*Work to complete*
Retype exactly the line holding "Target: horse's raised front leg" and each line that follows, down to the last one. Exclude pictures.
* start *
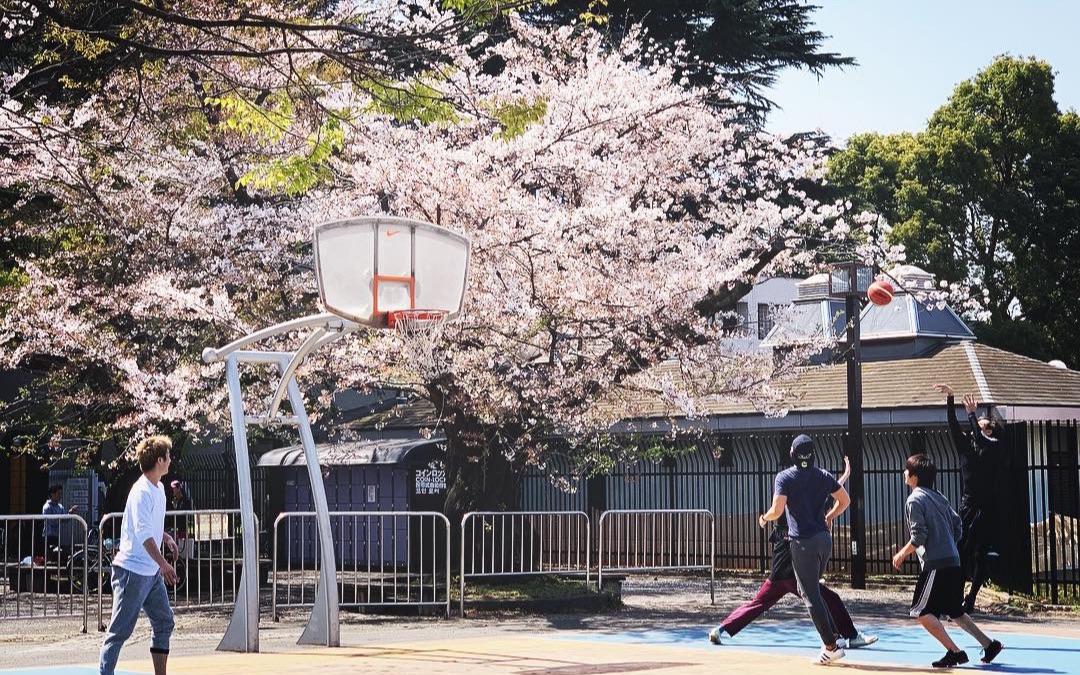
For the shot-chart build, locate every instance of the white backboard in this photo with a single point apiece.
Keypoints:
(369, 266)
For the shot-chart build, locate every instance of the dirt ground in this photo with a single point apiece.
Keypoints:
(648, 602)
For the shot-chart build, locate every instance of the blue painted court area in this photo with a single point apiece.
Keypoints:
(61, 670)
(898, 645)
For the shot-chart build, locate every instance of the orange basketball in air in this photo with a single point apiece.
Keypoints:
(880, 293)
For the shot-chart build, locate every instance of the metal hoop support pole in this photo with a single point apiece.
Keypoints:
(323, 625)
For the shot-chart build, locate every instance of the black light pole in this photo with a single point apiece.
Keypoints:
(851, 281)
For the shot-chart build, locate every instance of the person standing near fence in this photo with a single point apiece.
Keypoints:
(782, 581)
(800, 491)
(54, 505)
(139, 570)
(934, 532)
(980, 453)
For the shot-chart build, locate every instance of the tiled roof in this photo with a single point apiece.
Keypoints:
(991, 375)
(1011, 379)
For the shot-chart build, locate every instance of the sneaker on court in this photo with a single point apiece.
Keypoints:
(861, 639)
(991, 650)
(829, 656)
(952, 659)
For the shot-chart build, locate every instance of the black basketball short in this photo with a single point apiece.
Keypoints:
(939, 592)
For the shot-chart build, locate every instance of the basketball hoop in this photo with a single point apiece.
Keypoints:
(421, 331)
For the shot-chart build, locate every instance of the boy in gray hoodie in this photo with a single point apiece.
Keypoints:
(935, 529)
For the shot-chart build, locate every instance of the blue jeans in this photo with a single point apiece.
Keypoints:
(132, 593)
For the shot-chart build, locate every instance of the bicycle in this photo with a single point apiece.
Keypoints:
(99, 567)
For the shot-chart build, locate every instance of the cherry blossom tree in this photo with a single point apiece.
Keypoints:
(613, 215)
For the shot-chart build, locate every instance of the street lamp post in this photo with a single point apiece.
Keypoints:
(850, 281)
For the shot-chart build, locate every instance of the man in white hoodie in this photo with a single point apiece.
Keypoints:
(139, 570)
(935, 529)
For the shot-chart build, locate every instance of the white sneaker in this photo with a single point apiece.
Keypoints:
(828, 657)
(714, 635)
(861, 640)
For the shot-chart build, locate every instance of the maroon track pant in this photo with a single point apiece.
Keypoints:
(770, 593)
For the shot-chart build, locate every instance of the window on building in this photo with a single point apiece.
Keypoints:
(740, 320)
(764, 320)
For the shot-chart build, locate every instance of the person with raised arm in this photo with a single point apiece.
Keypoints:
(980, 451)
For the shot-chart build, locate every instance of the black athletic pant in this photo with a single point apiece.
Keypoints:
(974, 549)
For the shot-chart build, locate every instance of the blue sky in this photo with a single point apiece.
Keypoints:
(913, 53)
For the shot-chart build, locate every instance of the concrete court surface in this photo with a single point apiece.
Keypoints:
(765, 648)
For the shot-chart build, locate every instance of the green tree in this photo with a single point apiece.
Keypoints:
(987, 194)
(748, 42)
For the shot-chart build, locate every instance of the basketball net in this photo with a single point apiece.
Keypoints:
(421, 332)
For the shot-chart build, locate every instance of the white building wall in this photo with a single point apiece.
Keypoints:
(779, 291)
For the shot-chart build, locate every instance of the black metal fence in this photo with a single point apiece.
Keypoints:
(731, 475)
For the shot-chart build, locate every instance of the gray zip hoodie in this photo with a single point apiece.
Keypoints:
(935, 528)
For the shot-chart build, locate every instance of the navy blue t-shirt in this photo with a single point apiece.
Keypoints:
(806, 490)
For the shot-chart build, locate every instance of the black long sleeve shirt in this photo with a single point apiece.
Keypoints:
(977, 458)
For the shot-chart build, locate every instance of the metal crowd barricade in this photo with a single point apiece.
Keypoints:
(43, 578)
(497, 543)
(207, 566)
(385, 558)
(648, 540)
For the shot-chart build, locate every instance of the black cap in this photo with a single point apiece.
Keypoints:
(802, 451)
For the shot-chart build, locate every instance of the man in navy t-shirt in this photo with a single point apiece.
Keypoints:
(800, 490)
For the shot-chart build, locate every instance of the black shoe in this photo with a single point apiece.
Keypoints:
(991, 650)
(952, 659)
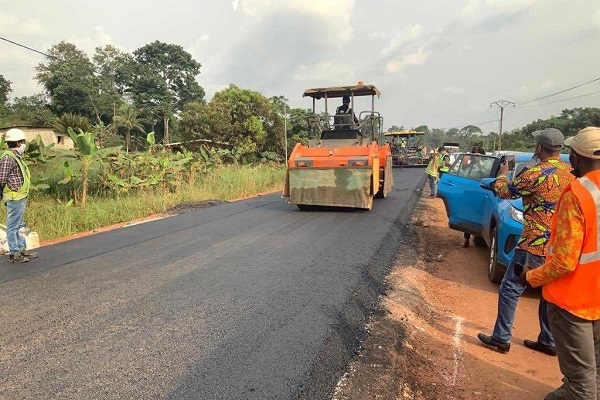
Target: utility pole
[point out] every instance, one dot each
(285, 134)
(501, 104)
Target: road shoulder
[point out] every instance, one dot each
(425, 346)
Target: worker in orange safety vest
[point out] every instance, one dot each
(570, 276)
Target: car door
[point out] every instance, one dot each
(463, 197)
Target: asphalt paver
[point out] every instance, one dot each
(247, 300)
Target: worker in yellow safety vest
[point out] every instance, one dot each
(15, 181)
(443, 161)
(570, 276)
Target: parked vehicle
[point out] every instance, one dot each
(407, 148)
(472, 206)
(503, 220)
(462, 194)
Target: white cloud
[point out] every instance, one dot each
(398, 38)
(452, 89)
(99, 37)
(15, 26)
(334, 13)
(494, 7)
(400, 64)
(324, 73)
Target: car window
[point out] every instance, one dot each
(475, 166)
(520, 166)
(456, 165)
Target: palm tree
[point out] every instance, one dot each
(128, 118)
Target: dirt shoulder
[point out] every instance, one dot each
(426, 346)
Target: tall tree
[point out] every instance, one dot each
(5, 89)
(244, 112)
(31, 110)
(161, 79)
(68, 77)
(107, 96)
(128, 119)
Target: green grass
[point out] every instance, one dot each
(51, 219)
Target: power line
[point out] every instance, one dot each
(28, 48)
(475, 124)
(502, 104)
(560, 101)
(562, 91)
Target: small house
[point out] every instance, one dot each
(48, 135)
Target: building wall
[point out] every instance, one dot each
(48, 137)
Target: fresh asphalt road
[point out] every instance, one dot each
(244, 300)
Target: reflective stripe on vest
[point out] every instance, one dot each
(580, 289)
(441, 163)
(23, 191)
(595, 193)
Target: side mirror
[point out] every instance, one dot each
(486, 183)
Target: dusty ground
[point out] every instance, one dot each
(426, 345)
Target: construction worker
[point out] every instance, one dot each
(570, 277)
(15, 182)
(540, 187)
(443, 161)
(432, 173)
(344, 114)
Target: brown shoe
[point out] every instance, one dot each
(29, 254)
(17, 257)
(542, 348)
(491, 341)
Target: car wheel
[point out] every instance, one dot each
(495, 272)
(479, 241)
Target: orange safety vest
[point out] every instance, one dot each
(581, 289)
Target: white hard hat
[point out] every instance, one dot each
(14, 135)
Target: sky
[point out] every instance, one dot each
(437, 62)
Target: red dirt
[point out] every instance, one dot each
(426, 347)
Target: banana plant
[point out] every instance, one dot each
(87, 153)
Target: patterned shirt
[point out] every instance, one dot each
(540, 187)
(568, 242)
(10, 174)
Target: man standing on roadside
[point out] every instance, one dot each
(14, 183)
(570, 277)
(347, 112)
(540, 188)
(443, 161)
(432, 174)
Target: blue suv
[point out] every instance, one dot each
(473, 207)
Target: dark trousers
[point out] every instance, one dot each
(510, 291)
(578, 347)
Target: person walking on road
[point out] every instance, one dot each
(346, 111)
(540, 188)
(432, 174)
(14, 183)
(570, 277)
(443, 161)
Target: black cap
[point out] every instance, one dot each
(551, 138)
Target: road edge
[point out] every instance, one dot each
(343, 343)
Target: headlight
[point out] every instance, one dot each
(515, 214)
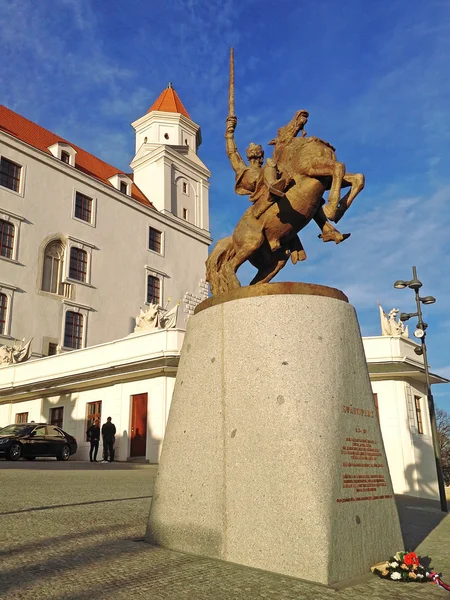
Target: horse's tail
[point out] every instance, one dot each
(222, 252)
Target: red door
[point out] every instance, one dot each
(138, 425)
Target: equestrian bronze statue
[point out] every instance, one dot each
(286, 194)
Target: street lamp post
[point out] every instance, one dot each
(420, 333)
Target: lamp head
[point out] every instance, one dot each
(415, 284)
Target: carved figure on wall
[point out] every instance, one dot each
(157, 317)
(19, 352)
(390, 326)
(286, 194)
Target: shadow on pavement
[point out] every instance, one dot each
(50, 464)
(87, 503)
(418, 517)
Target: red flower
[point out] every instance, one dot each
(411, 559)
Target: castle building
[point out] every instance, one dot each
(83, 245)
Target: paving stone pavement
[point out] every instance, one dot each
(73, 531)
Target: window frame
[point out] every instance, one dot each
(90, 417)
(78, 308)
(9, 236)
(15, 221)
(8, 291)
(50, 416)
(20, 190)
(73, 242)
(93, 199)
(159, 287)
(419, 417)
(78, 264)
(61, 269)
(77, 322)
(161, 241)
(64, 155)
(18, 418)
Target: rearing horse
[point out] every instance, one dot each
(268, 242)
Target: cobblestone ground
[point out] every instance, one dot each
(71, 531)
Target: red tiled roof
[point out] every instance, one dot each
(169, 101)
(38, 137)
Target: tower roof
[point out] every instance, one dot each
(169, 101)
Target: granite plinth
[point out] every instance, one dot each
(273, 456)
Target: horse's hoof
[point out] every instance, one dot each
(344, 237)
(330, 212)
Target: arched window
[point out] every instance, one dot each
(78, 264)
(3, 309)
(53, 266)
(6, 239)
(73, 330)
(153, 290)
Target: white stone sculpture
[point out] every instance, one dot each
(156, 317)
(19, 352)
(391, 327)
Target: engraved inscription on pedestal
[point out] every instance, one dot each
(360, 452)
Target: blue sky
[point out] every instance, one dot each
(373, 75)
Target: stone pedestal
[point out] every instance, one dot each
(273, 456)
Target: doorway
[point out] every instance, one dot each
(138, 444)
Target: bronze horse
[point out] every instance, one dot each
(268, 242)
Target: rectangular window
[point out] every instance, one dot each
(375, 401)
(153, 290)
(10, 174)
(417, 403)
(52, 349)
(56, 416)
(154, 240)
(83, 207)
(6, 239)
(21, 418)
(78, 264)
(73, 331)
(93, 412)
(3, 309)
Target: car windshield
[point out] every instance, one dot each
(15, 429)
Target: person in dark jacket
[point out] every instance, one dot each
(93, 434)
(108, 433)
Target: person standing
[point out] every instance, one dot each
(93, 434)
(108, 434)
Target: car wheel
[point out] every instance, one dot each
(15, 452)
(65, 453)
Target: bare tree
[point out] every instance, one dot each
(443, 428)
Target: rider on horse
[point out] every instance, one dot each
(263, 183)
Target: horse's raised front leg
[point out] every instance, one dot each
(268, 270)
(329, 233)
(323, 167)
(356, 181)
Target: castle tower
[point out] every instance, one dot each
(166, 166)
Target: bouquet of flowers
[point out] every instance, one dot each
(406, 566)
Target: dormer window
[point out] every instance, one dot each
(122, 183)
(63, 152)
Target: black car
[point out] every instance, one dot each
(29, 440)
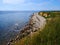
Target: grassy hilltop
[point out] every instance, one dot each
(50, 35)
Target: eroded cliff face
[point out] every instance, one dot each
(36, 22)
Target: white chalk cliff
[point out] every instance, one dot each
(36, 22)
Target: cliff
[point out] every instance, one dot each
(36, 22)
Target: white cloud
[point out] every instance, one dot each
(13, 1)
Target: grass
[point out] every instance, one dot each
(50, 35)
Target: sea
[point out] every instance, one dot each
(11, 22)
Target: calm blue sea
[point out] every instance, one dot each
(11, 22)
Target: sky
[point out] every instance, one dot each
(21, 5)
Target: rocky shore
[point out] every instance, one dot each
(36, 22)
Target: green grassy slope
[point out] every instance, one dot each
(50, 35)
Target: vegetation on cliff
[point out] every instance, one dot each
(50, 35)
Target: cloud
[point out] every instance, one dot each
(13, 1)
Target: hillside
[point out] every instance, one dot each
(49, 35)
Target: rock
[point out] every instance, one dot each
(36, 22)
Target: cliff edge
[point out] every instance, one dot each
(36, 22)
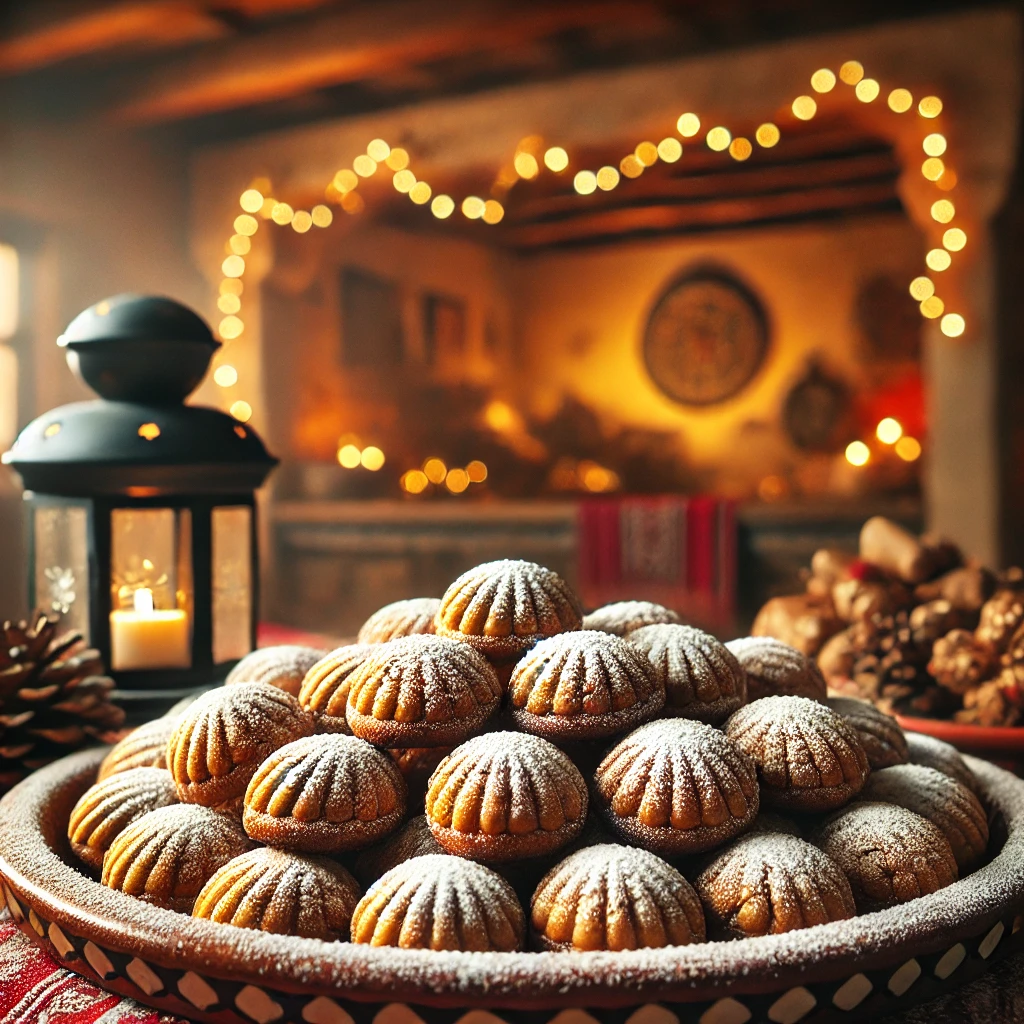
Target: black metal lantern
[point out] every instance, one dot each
(142, 521)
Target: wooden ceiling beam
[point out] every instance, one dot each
(350, 46)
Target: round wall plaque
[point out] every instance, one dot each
(706, 339)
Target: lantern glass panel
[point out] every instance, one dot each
(61, 569)
(232, 583)
(151, 589)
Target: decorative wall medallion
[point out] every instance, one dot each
(706, 338)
* end *
*Task response*
Target: horse's raised front leg
[point out] every instance, one dot each
(268, 270)
(329, 233)
(323, 167)
(356, 181)
Target: castle tower
[point out] every instance, one dot each
(166, 166)
Target: bouquet of flowers
[point out] every instance, one dot each
(406, 566)
Target: dormer window
[point out] every instance, one dot each
(122, 183)
(63, 152)
Target: black car
[point out] every instance, one dot each
(29, 440)
Target: grassy hilltop
[point out] every instance, one dot each
(50, 35)
Target: eroded cliff face
[point out] every instance, one dot each
(36, 22)
Target: white chalk cliff
[point out] every instance, one dot each
(36, 22)
Target: cliff
[point out] every instance, one dot each
(36, 22)
Target: white cloud
[point out] every instance, one dot each
(13, 1)
Target: grass
[point out] every instance, one dot each
(50, 35)
Target: sea
[point out] every instance, one dot each
(11, 22)
Target: calm blue sea
[point out] every instance, one dot each
(11, 22)
Target: sky
[point out] every instance, one dot each
(21, 5)
Target: rocky shore
[point out] every instance, one dot each
(36, 22)
Target: green grassy slope
[point out] every instance, one dot each
(50, 35)
Target: vegetation on cliff
[point out] every instance, one dot each
(50, 35)
Target: cloud
[point out] every instance, one dot each
(13, 1)
Target: hillside
[point out] every instance, one dot each
(49, 35)
Target: rock
[point out] every instance, one dot each
(36, 22)
Target: cliff edge
[point out] every instance, one dot each
(36, 22)
Target: black metal lantern
[point out] every instance, one dot each
(142, 521)
Target: wooden ceiling beam
[point out] every instance, one dot each
(350, 46)
Target: round wall plaque
[point out] every instance, one dot each
(706, 339)
Target: lantern glass panel
[point out] every instance, one dot each
(61, 569)
(232, 583)
(151, 589)
Target: decorative wall medallion
[point out] every instance, one dot each
(706, 338)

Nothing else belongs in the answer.